### Given exercise:
Arrange the items as a numbered list, starting at the beginning of the items and ending with the line that contains "x=559 y=154", including that line. Skip blank lines and leave the pictures out.

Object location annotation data
§
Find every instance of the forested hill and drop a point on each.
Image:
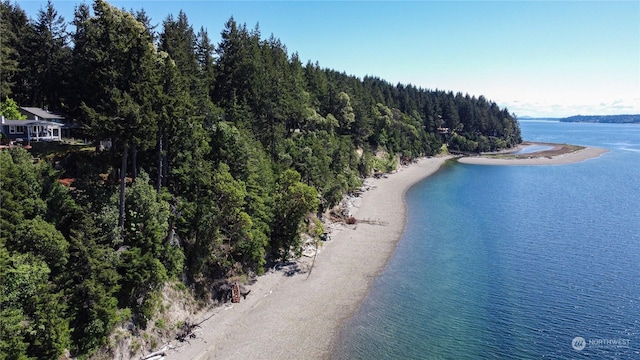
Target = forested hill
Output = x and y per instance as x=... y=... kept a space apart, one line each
x=617 y=119
x=221 y=155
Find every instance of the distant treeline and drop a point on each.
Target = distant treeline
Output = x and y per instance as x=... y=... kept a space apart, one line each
x=618 y=119
x=220 y=156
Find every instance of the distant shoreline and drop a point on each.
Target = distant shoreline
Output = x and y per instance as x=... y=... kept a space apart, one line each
x=558 y=154
x=601 y=119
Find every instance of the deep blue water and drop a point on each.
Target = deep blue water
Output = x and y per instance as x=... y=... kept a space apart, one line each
x=515 y=262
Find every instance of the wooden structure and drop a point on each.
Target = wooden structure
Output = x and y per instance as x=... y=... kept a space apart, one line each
x=235 y=292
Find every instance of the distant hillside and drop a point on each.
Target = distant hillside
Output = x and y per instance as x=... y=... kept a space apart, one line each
x=617 y=119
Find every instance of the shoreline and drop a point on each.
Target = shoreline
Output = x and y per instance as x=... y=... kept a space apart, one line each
x=300 y=315
x=559 y=154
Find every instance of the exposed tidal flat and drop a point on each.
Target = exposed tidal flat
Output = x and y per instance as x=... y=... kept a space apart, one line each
x=492 y=262
x=536 y=153
x=298 y=314
x=514 y=262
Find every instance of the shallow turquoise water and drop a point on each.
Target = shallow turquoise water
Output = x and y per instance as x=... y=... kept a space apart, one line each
x=515 y=262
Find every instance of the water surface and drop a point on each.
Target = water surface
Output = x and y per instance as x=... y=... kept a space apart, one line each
x=515 y=262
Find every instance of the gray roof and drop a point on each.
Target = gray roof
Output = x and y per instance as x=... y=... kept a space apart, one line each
x=30 y=123
x=41 y=113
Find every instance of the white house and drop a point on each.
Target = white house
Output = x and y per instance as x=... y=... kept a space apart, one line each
x=31 y=130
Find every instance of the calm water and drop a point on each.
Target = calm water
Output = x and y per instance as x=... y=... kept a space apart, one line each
x=515 y=262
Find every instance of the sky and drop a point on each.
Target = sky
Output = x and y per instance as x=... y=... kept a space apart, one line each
x=536 y=58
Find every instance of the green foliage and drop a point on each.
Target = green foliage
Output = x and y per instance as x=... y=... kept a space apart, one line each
x=293 y=201
x=9 y=109
x=221 y=153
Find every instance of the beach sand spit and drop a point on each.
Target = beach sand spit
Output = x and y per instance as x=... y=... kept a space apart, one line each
x=299 y=316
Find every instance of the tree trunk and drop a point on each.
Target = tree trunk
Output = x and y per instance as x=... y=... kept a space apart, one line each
x=165 y=160
x=134 y=161
x=123 y=184
x=160 y=163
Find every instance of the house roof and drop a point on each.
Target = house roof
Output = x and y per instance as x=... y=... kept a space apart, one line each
x=41 y=113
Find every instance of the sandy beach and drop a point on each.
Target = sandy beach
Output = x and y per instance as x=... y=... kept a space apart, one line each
x=536 y=158
x=297 y=315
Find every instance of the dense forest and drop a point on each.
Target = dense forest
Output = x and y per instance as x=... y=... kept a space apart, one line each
x=222 y=157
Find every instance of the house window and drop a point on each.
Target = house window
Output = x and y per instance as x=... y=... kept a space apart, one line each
x=16 y=129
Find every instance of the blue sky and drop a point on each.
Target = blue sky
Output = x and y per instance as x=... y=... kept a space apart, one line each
x=537 y=58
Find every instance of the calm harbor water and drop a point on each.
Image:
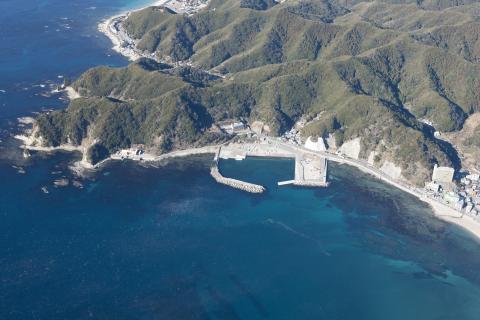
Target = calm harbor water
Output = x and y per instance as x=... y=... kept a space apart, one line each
x=167 y=242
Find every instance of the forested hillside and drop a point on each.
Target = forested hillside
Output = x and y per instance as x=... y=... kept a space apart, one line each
x=376 y=70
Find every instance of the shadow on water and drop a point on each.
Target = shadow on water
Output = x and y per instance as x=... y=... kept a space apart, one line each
x=395 y=224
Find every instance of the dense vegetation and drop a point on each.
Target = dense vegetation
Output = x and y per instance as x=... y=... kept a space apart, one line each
x=371 y=71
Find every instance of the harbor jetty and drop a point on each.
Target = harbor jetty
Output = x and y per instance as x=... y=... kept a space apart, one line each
x=234 y=183
x=310 y=168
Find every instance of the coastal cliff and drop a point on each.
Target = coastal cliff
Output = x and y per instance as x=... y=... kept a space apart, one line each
x=353 y=71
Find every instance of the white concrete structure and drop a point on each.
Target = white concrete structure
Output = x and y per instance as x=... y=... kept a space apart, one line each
x=318 y=145
x=442 y=174
x=233 y=127
x=432 y=186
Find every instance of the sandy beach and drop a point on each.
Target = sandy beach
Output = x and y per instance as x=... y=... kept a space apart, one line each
x=273 y=148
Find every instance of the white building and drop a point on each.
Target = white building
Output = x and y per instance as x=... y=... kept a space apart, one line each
x=233 y=127
x=432 y=186
x=473 y=177
x=443 y=174
x=318 y=145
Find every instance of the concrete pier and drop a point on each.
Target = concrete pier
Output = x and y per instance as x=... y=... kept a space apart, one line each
x=310 y=170
x=238 y=184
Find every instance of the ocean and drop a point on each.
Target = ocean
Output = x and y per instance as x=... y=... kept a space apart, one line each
x=165 y=241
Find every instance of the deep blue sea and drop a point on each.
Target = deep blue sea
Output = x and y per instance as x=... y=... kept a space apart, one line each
x=165 y=241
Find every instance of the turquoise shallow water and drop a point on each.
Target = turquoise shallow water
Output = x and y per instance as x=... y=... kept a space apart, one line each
x=167 y=242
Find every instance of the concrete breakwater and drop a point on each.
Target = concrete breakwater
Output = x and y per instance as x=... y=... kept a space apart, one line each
x=234 y=183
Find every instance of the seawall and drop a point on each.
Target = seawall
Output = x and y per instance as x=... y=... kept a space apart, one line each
x=234 y=183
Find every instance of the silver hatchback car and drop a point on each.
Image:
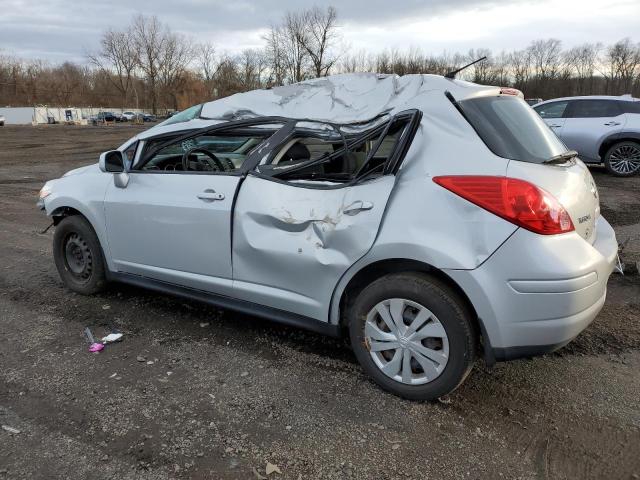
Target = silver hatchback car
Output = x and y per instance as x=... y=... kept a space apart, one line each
x=428 y=219
x=601 y=129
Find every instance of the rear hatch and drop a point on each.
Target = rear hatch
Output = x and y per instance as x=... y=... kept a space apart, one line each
x=513 y=130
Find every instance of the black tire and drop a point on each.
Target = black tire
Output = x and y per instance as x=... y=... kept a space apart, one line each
x=78 y=256
x=450 y=311
x=621 y=169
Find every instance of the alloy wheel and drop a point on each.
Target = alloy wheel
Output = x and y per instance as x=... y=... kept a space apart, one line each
x=78 y=258
x=406 y=341
x=625 y=159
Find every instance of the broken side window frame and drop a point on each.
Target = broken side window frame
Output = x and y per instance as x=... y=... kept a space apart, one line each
x=390 y=166
x=235 y=127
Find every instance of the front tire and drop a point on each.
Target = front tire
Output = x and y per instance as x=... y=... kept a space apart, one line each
x=413 y=335
x=78 y=256
x=623 y=159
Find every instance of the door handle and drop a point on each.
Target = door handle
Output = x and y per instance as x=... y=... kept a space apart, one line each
x=357 y=207
x=210 y=195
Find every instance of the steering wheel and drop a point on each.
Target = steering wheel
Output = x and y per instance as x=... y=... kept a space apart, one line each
x=215 y=160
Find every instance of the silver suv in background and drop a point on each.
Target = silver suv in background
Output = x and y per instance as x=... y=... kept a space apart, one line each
x=602 y=129
x=368 y=224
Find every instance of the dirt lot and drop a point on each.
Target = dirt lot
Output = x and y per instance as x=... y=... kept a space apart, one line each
x=193 y=392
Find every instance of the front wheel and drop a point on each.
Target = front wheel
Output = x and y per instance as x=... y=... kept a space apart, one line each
x=412 y=334
x=78 y=256
x=623 y=159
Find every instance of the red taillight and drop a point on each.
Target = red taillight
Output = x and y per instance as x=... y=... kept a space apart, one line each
x=511 y=91
x=515 y=200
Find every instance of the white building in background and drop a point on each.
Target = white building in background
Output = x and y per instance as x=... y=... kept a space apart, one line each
x=41 y=115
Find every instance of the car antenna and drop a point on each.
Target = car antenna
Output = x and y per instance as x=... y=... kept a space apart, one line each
x=453 y=74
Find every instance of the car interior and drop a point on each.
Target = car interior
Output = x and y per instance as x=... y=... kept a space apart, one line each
x=309 y=156
x=324 y=153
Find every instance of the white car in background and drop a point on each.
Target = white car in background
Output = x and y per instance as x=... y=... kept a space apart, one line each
x=602 y=129
x=128 y=116
x=428 y=219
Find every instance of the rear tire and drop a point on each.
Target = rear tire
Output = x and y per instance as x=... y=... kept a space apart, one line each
x=78 y=256
x=623 y=159
x=433 y=343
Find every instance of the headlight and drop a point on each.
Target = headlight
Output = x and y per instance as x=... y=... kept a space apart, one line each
x=45 y=191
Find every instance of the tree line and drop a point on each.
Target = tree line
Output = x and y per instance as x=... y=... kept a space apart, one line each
x=146 y=65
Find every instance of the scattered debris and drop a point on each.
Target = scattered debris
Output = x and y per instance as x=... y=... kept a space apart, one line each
x=271 y=468
x=93 y=345
x=11 y=430
x=112 y=337
x=257 y=474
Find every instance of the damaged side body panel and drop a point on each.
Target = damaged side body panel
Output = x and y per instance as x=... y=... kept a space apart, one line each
x=292 y=244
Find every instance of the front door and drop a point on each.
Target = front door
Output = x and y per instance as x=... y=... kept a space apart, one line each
x=172 y=222
x=173 y=227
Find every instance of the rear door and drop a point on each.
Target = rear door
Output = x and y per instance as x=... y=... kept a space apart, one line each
x=588 y=122
x=296 y=234
x=553 y=115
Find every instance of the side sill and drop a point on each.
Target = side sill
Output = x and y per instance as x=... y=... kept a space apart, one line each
x=505 y=354
x=242 y=306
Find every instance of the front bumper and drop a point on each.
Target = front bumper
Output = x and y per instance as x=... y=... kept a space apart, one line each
x=536 y=293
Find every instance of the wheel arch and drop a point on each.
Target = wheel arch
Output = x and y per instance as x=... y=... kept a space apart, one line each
x=612 y=139
x=375 y=270
x=61 y=208
x=61 y=212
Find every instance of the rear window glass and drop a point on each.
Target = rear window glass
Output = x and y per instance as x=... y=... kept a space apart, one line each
x=511 y=129
x=593 y=109
x=630 y=107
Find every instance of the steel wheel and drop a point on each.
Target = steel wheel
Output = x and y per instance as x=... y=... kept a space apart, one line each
x=406 y=341
x=78 y=259
x=624 y=159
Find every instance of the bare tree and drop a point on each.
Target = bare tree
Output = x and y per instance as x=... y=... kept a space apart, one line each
x=175 y=57
x=582 y=60
x=317 y=32
x=623 y=62
x=117 y=59
x=207 y=62
x=252 y=65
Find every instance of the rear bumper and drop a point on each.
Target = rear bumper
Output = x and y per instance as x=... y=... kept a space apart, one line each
x=537 y=293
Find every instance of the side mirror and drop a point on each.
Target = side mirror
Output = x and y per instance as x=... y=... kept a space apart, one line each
x=112 y=161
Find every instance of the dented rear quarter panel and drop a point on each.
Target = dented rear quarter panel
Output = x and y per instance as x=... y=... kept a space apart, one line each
x=292 y=244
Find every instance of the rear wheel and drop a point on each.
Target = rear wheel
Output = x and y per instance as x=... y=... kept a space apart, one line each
x=412 y=334
x=78 y=255
x=623 y=159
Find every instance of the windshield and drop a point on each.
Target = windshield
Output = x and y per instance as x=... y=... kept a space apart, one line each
x=183 y=116
x=511 y=129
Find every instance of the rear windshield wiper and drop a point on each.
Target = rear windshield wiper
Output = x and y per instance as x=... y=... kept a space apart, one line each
x=561 y=158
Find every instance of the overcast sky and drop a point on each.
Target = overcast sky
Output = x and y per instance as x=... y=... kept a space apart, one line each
x=59 y=30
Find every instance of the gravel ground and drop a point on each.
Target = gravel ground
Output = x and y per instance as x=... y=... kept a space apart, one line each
x=194 y=392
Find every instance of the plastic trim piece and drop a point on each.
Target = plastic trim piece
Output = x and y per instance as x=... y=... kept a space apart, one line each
x=274 y=314
x=554 y=286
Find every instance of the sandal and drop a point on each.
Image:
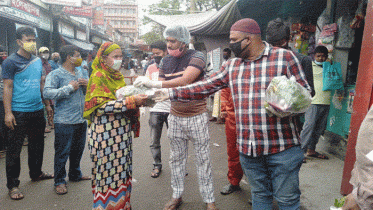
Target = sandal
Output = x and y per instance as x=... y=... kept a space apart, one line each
x=81 y=179
x=60 y=189
x=15 y=194
x=173 y=204
x=43 y=176
x=318 y=155
x=156 y=172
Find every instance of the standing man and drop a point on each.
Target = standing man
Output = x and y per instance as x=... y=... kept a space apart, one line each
x=44 y=56
x=24 y=115
x=54 y=62
x=235 y=172
x=317 y=114
x=67 y=86
x=159 y=113
x=270 y=152
x=187 y=120
x=3 y=128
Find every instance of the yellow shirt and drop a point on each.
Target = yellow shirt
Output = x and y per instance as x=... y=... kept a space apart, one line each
x=321 y=97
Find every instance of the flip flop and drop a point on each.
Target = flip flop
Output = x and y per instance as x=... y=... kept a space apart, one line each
x=81 y=179
x=15 y=191
x=155 y=172
x=60 y=189
x=318 y=155
x=43 y=176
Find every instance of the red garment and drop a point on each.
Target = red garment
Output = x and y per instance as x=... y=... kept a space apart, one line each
x=235 y=172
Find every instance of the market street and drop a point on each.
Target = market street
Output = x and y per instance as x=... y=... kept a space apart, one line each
x=319 y=180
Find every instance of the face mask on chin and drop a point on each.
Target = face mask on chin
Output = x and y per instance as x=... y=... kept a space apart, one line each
x=175 y=53
x=157 y=59
x=236 y=48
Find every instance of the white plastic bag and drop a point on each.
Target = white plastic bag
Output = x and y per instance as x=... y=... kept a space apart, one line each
x=285 y=97
x=131 y=90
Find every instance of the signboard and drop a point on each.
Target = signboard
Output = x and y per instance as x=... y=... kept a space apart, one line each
x=98 y=16
x=65 y=29
x=5 y=3
x=81 y=12
x=81 y=35
x=19 y=15
x=71 y=3
x=45 y=22
x=26 y=6
x=39 y=3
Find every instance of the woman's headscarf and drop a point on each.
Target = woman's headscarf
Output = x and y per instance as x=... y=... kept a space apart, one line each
x=104 y=81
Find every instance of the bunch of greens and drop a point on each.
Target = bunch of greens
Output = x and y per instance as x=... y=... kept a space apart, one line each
x=286 y=95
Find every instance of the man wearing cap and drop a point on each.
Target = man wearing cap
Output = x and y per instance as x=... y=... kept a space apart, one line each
x=270 y=152
x=187 y=120
x=24 y=115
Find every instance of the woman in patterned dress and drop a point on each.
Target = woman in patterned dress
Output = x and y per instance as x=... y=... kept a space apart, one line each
x=110 y=137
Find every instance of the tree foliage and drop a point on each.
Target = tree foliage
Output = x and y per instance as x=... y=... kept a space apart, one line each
x=176 y=7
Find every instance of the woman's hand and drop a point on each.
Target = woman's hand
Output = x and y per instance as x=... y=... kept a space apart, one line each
x=140 y=99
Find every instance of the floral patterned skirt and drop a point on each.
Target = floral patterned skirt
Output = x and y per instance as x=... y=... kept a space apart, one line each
x=110 y=144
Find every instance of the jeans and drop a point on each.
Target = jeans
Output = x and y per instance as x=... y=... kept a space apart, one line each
x=31 y=124
x=156 y=121
x=69 y=143
x=274 y=176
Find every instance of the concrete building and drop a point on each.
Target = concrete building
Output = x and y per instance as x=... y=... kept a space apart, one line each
x=122 y=15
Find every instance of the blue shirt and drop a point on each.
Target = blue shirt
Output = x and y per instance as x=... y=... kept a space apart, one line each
x=26 y=75
x=54 y=65
x=69 y=103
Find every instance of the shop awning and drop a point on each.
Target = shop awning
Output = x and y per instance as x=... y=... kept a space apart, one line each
x=206 y=23
x=82 y=45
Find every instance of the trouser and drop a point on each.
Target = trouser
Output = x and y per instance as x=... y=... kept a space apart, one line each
x=3 y=129
x=235 y=172
x=31 y=124
x=156 y=121
x=274 y=176
x=69 y=143
x=314 y=125
x=180 y=131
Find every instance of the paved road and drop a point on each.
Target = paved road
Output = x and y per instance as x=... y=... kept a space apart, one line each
x=148 y=193
x=319 y=180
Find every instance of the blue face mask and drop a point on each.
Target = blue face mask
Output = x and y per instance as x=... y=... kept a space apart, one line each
x=319 y=63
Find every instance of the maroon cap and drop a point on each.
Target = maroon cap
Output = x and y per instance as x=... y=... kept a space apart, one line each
x=246 y=25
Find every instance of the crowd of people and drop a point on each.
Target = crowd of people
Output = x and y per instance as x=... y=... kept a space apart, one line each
x=76 y=96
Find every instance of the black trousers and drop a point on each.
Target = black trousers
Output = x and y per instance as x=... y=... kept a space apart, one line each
x=31 y=124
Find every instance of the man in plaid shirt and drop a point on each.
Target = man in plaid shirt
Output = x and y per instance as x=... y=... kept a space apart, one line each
x=269 y=146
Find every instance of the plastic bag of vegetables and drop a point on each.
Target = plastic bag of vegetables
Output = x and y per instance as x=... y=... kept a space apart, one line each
x=131 y=90
x=285 y=97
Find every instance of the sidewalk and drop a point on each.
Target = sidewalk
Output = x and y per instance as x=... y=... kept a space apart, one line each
x=320 y=180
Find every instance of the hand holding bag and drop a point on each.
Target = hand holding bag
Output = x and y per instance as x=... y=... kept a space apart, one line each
x=332 y=76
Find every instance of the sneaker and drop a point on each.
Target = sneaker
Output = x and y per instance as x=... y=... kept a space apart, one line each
x=228 y=189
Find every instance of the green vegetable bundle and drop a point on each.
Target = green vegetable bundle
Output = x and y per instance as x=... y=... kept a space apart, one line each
x=285 y=97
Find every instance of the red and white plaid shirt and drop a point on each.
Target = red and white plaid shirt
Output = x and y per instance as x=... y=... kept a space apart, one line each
x=257 y=133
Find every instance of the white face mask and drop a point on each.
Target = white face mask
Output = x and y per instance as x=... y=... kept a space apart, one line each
x=45 y=56
x=117 y=64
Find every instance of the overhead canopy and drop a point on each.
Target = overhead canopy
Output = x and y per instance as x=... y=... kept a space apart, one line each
x=82 y=45
x=219 y=22
x=206 y=23
x=265 y=10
§
### The answer:
1. Find every instance of the forested hill and drop a point on each.
2. Image:
3. Target = forested hill
4. Output = x and y per instance as x=... y=... kept a space apart, one line each
5. x=617 y=119
6. x=221 y=155
7. Find every instance of the distant treeline and drop a point on each.
8. Target = distant treeline
9. Output = x and y per instance as x=... y=... kept a space apart, one line each
10. x=618 y=119
11. x=220 y=156
12. Find every instance of the distant shoreline and drop a point on each.
13. Target = distant shoreline
14. Output = x and y per instance as x=... y=... kept a space apart, one line each
15. x=558 y=154
16. x=601 y=119
17. Find every instance of the deep blue water and drop a point on each.
18. Target = deep blue water
19. Output = x and y per instance as x=... y=... kept a space apart, one line each
20. x=515 y=262
21. Find every instance of the wooden structure and drop a point on each.
22. Target = wooden structure
23. Output = x and y per instance as x=... y=... kept a space apart, one line each
24. x=235 y=292
25. Find every instance of the distant hillside and drop a point on each.
26. Target = distant hillside
27. Output = x and y per instance as x=... y=... kept a space apart, one line each
28. x=617 y=119
29. Find every instance of the shoreline and drop a point on each.
30. Target = shoreline
31. Output = x and y per instance as x=... y=... kept a space apart, one line each
32. x=300 y=315
33. x=559 y=154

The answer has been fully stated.